DOCUMENT EXCERPT

- Opening Delimiter -

THE Asian Football Confederation (AFC) will continue to come down hard on trash talking that take the form of racial, ethnic or politically charged comments.
This warning comes after Malaysia were fined US$$30,000 (S$40,900) on Tuesday after the national team’s fans chanted “dogs” at supporters from Singapore and Brunei during matches at the recent South-east Asian (SEA) Games.
Malaysian supporters also chanted “Brunei dogs should just be killed” during their side’s 2-1 victory over the neighbouring country on August 14 at the Kuala Lumpur-hosted tournament, just two days before they chanted that Singaporeans were “anjings (dogs in Malay)” as Malaysia beat Singapore 2-1 in a tension-filled match.
The AFC’s Disciplinary Committee fined the Football Association of Malaysia US$15,000 for each of the offences.
The AFC also issued a warning to Hong Kong after home fans booed the Chinese national anthem during an Asian Cup qualifier against Malaysia this month.

- Closing Delimiter -

EXERCISE AIM
Write the next part of the article on the AFC fines over fan chants, starting after its last sentence. The entries that come next are separate material and are not part of the article.

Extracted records
- Opening Delimiter -

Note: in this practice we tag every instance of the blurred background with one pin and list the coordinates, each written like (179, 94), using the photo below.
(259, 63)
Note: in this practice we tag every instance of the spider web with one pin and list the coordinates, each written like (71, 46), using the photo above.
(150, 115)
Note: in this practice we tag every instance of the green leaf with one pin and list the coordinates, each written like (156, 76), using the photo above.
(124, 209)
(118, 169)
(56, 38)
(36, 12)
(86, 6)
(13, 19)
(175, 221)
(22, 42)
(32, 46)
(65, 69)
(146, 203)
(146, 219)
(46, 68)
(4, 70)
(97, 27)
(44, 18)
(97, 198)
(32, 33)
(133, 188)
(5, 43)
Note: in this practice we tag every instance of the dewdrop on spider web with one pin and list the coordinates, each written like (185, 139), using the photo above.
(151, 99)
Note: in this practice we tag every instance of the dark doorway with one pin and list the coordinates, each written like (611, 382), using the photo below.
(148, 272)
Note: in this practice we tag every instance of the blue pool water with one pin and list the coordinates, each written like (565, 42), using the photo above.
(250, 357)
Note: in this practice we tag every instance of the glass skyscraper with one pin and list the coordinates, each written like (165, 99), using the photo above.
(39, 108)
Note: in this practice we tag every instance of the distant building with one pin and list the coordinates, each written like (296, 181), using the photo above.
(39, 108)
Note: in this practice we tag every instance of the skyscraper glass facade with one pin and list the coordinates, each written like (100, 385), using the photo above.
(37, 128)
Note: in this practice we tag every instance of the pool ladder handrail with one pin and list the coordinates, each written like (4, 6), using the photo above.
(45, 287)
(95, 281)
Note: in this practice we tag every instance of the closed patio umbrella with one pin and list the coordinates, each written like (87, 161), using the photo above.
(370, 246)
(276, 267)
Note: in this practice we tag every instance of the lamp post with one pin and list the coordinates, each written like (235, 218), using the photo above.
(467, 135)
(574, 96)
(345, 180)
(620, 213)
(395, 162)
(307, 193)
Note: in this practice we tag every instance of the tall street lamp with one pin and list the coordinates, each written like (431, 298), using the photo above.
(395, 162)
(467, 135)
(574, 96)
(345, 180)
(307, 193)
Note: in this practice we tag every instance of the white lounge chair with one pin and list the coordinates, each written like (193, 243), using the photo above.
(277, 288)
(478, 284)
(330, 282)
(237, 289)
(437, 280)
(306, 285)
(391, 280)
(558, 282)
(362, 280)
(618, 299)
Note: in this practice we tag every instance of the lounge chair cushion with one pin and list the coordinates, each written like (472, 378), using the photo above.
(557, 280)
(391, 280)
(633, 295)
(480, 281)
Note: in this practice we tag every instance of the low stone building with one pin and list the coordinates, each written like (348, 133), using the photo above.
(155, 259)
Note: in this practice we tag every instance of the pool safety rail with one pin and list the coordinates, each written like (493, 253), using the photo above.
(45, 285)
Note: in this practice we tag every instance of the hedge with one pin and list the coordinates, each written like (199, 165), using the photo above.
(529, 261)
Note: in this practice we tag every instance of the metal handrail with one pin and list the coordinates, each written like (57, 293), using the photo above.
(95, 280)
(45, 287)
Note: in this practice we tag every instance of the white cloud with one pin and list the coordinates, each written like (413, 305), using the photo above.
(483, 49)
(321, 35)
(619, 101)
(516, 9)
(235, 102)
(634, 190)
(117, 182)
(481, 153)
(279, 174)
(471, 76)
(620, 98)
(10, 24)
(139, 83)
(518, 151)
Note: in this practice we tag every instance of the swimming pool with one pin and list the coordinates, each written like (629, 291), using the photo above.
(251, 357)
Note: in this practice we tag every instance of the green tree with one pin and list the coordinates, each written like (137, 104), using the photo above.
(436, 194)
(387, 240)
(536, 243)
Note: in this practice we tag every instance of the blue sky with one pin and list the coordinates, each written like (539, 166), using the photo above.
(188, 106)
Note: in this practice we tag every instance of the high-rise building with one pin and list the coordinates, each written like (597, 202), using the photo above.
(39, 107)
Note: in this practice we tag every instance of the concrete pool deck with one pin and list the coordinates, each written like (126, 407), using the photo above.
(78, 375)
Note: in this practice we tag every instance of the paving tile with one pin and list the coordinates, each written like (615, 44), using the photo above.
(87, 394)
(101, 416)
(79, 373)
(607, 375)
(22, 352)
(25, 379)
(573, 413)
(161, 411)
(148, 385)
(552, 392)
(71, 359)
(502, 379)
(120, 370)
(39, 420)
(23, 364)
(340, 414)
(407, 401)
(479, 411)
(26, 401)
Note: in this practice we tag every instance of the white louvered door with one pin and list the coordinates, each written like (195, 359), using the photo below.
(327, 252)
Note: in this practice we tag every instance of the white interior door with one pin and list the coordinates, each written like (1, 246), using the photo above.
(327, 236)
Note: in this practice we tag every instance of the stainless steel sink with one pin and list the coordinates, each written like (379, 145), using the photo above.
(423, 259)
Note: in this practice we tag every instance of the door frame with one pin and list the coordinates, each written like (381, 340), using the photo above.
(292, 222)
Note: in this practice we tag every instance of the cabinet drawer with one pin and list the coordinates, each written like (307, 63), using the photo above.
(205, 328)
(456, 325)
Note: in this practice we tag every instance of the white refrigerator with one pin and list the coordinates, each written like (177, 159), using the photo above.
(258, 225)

- Closing Delimiter -

RESPONSE FOR THIS EXERCISE
AFC general secretary Windsor John Paul, in a telephone interview from Kuala Lumpur, says “recent incidents have shown that racism is still a big problem in these more multi-cultural times”.
“It is a global problem that must be effectively tackled by every football continental body. At AFC, we cannot allow any form of racism on the pitch or stadiums and we will come down very hard on trash talking that take the form of racial, ethnic or politically charged comments.”
Former Singapore award-winning coach Jita Singh noted that football racism and violence have decreased considerably during the 1990s through appropriate legislation such as the Football Offences Act (1991) which made racist chanting unlawful.
Malaysian fans on home ground singing racist chant "Singapore Anjing (Dog)" during Wednesday night's match against Singapore draws flak!Can't say we didn't expect this. Where is the #sportsmanship from the hosts?
Posted by All Singapore Stuff on Thursday, 17 August 2017
“But racist chanting has not completely disappeared and much current abuse is linked to Asians, resulting in many still feeling intimidated,” he says. “In my opinion, institutionalised racism also plays a large part in reducing prospects for footballing recruits from Asian communities.”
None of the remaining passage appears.